Tarea a realizar |
Retoma, por favor, el texto sobre los recuerdos del padre y continúalo a partir de su última oración.

Pese a las circunstancias adversas que enfrentó mi padre, nos brindó momentos mágicos, maravillosos. Si bien no contaba con un centavo, tenía sí una sobredosis de imaginación y un amor por sus hijos extraordinario. Convertía cada uno de nuestros encuentros en recuerdos inolvidables. Lo hacía por dos razones: porque no podía proporcionarnos nada más y porque él pensaba y siempre nos decía que, hiciéramos lo que hiciéramos en la vida, algo que íbamos a necesitar en cualquier campo sería la imaginación. Así, él se excedía, se extendía, se esforzaba tanto en crear esas experiencias, haciendo que resultaran mágicas. Estar con él era vivir la realidad de otra manera, era vivir la realidad con diferentes facetas, diferentes atisbos a mundos que no eran visibles, mundos de la imaginación, de la magia, macabros.
Los planes que hacíamos con mi padre eran totalmente gratuitos. Por ejemplo, íbamos al parque, pero este no era cualquier parque, sino el parque donde vivía Tarzán acompañado de una tribu de caníbales que se alimentaban de niños pequeños. Nos llevaba remando en los botes del Central Park hasta los lugares más recónditos y nos decía que allí lo encontraríamos. Nosotros veíamos transeúntes y taxis pasar, pero mi padre hablaba con tal convicción y expresiones en su rostro, con tal imaginación, que jamás cuestionamos que eso no fuera cierto. Por años pensé que allí vivía Tarzán por lo que me acercaba con gran temor.

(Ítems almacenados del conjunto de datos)

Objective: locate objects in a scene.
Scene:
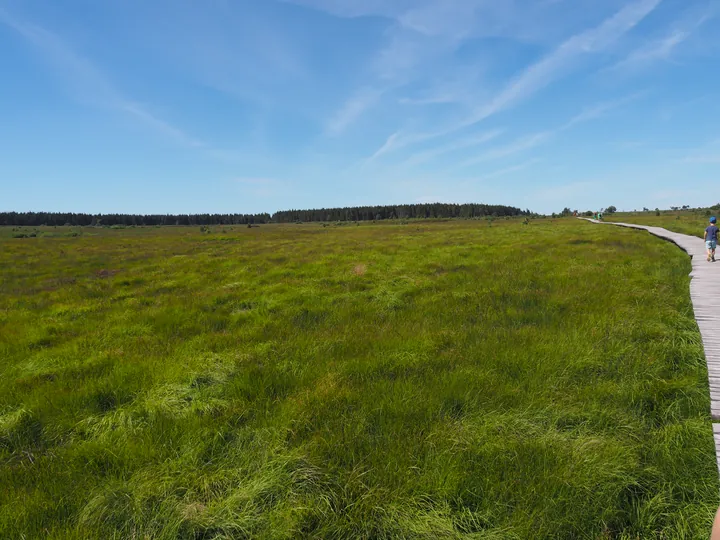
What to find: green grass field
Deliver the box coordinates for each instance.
[0,219,720,539]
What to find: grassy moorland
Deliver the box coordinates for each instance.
[0,219,720,539]
[605,210,720,238]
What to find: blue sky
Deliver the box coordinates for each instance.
[0,0,720,213]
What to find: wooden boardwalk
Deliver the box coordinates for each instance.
[581,218,720,472]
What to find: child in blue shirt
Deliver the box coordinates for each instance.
[705,216,720,262]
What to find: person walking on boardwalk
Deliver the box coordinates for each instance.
[705,216,720,262]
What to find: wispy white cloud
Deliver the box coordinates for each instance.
[403,129,503,166]
[326,88,382,135]
[461,159,540,185]
[456,92,646,168]
[0,8,206,148]
[607,3,717,71]
[233,177,288,197]
[370,0,661,161]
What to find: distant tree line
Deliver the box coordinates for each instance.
[0,203,532,227]
[272,203,531,223]
[0,212,271,227]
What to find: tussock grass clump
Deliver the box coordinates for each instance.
[0,219,720,539]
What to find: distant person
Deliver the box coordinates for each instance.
[705,216,720,262]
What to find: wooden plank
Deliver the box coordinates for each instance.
[580,218,720,474]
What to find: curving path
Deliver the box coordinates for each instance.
[580,218,720,471]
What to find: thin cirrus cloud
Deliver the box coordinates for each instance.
[0,8,208,152]
[453,92,647,169]
[370,0,661,161]
[603,3,717,73]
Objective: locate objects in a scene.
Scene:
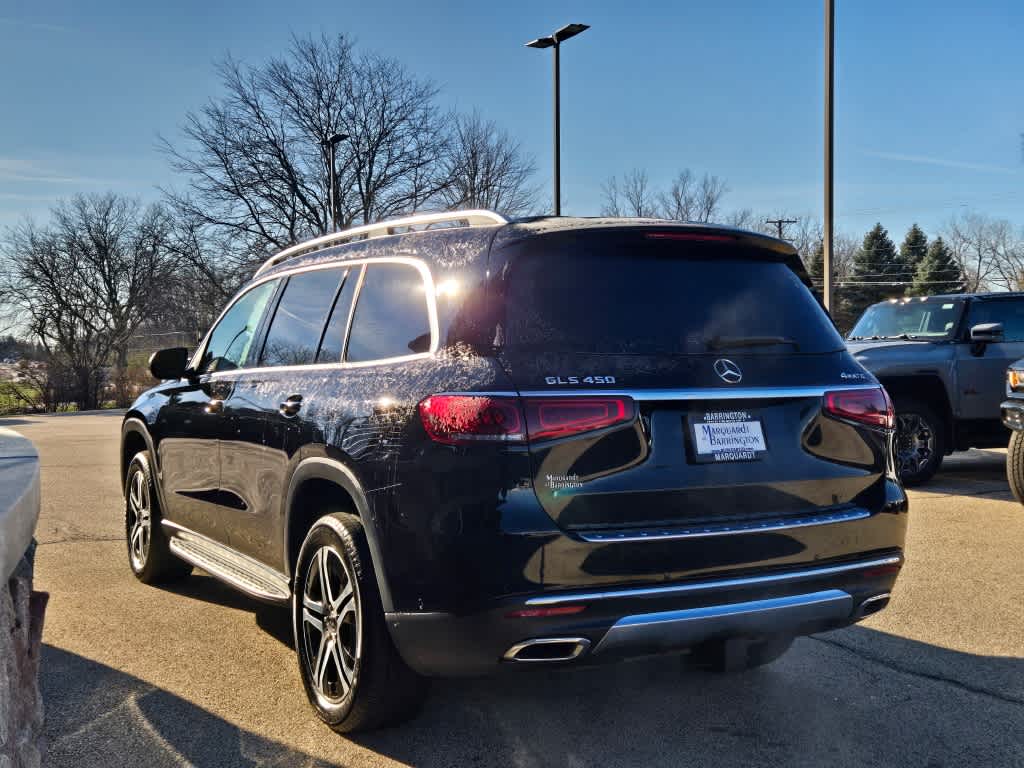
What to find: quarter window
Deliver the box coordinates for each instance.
[199,281,278,374]
[346,263,430,362]
[260,269,343,367]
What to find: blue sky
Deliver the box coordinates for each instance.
[0,0,1024,239]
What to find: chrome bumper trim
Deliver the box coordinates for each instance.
[594,590,853,653]
[525,555,903,605]
[577,507,871,543]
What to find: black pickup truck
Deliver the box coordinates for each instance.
[847,293,1024,485]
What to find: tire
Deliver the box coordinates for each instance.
[125,451,191,584]
[895,399,946,486]
[292,513,426,733]
[1007,429,1024,504]
[690,635,794,674]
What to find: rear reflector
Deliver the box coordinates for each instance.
[419,394,636,445]
[505,605,587,618]
[824,387,895,429]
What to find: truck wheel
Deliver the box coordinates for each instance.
[896,400,946,485]
[292,513,426,733]
[1007,429,1024,504]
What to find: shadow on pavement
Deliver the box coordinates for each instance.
[42,646,335,768]
[159,568,295,648]
[43,628,1024,768]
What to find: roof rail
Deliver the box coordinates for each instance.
[253,209,508,276]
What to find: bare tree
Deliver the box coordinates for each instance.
[161,36,447,274]
[440,112,537,215]
[946,212,1000,293]
[3,194,174,409]
[658,168,728,223]
[601,168,658,218]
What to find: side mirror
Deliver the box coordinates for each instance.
[150,347,188,381]
[971,323,1002,344]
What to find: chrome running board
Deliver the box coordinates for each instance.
[163,520,292,603]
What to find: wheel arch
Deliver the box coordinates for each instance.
[120,414,158,495]
[284,456,393,611]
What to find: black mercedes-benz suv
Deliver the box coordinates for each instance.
[121,211,907,731]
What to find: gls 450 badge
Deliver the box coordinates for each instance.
[544,376,615,384]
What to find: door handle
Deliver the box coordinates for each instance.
[280,394,302,416]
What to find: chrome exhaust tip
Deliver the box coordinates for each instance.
[503,637,590,663]
[854,592,892,618]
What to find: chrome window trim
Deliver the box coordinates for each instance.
[519,384,882,400]
[188,256,440,379]
[438,384,882,400]
[525,555,903,605]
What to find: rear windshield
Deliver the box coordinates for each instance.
[505,232,843,354]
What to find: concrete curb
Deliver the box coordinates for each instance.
[0,427,40,584]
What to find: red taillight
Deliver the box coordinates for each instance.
[420,394,636,445]
[644,232,736,243]
[525,397,634,440]
[420,394,526,445]
[824,387,895,429]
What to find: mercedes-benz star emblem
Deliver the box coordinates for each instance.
[715,357,743,384]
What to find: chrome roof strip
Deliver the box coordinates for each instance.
[253,209,508,278]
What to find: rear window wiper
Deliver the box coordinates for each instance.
[708,336,800,352]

Respuesta del ejercicio |
El simple caminar por la acera de las calles de Nueva York viendo las alcantarillas soltar ese vapor debido al metro subterráneo, era otra historia. Nos decía que ese vapor venía del infierno que quedaba debajo del piso. Así, la calle fue otra dimensión para nosotros. Sabíamos que caminábamos sobre el infierno en el que había gente en llamas perpetuas dando alaridos.
También nos llevaba de noche al cementerio, en el que no había que pagar para entrar. Debíamos ir hasta la tumba más lejana para clavar una puntilla en la última tumba mientras él nos esperaba en el carro muerto del susto. Nosotros caminábamos aterrados y aferrados uno al otro hasta cumplir nuestra misión.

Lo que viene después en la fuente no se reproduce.